The problem - Report each line in the entries below that contains the word "green", copying every such line in full. Case counts, so include only lines where the word appears with that exact capitalization.

Given entries -
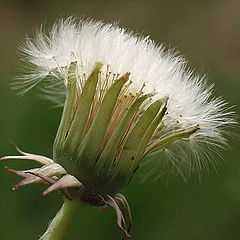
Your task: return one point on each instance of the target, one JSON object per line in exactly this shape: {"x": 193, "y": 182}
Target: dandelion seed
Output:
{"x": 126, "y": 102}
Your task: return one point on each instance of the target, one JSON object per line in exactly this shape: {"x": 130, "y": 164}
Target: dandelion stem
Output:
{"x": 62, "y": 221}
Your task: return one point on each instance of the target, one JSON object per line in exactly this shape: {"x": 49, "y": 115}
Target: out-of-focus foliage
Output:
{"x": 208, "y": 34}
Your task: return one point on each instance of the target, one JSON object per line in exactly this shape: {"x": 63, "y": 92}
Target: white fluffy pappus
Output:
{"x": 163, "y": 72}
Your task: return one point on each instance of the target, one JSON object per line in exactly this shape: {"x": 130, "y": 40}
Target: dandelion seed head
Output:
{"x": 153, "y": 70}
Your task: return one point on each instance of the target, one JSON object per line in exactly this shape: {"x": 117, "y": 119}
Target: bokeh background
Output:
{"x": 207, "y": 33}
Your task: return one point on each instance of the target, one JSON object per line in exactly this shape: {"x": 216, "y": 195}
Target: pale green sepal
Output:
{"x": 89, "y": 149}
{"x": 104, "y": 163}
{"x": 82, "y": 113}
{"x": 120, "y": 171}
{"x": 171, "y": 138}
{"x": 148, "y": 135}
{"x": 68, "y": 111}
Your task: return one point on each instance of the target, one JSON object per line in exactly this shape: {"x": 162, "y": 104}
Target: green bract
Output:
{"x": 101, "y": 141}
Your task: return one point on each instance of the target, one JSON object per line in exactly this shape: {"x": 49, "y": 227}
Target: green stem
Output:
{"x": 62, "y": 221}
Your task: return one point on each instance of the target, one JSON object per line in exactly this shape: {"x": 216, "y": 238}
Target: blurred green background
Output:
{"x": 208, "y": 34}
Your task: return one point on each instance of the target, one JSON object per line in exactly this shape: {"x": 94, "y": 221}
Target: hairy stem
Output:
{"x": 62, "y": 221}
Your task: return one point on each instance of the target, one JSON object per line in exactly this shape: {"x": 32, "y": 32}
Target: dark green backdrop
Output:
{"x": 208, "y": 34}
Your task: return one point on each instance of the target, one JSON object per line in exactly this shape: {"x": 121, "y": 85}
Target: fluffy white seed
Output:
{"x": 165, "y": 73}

Problem solution -
Target: pale green sepal
Target: green bract
Target: green stem
Target: blurred green background
Target: dark green backdrop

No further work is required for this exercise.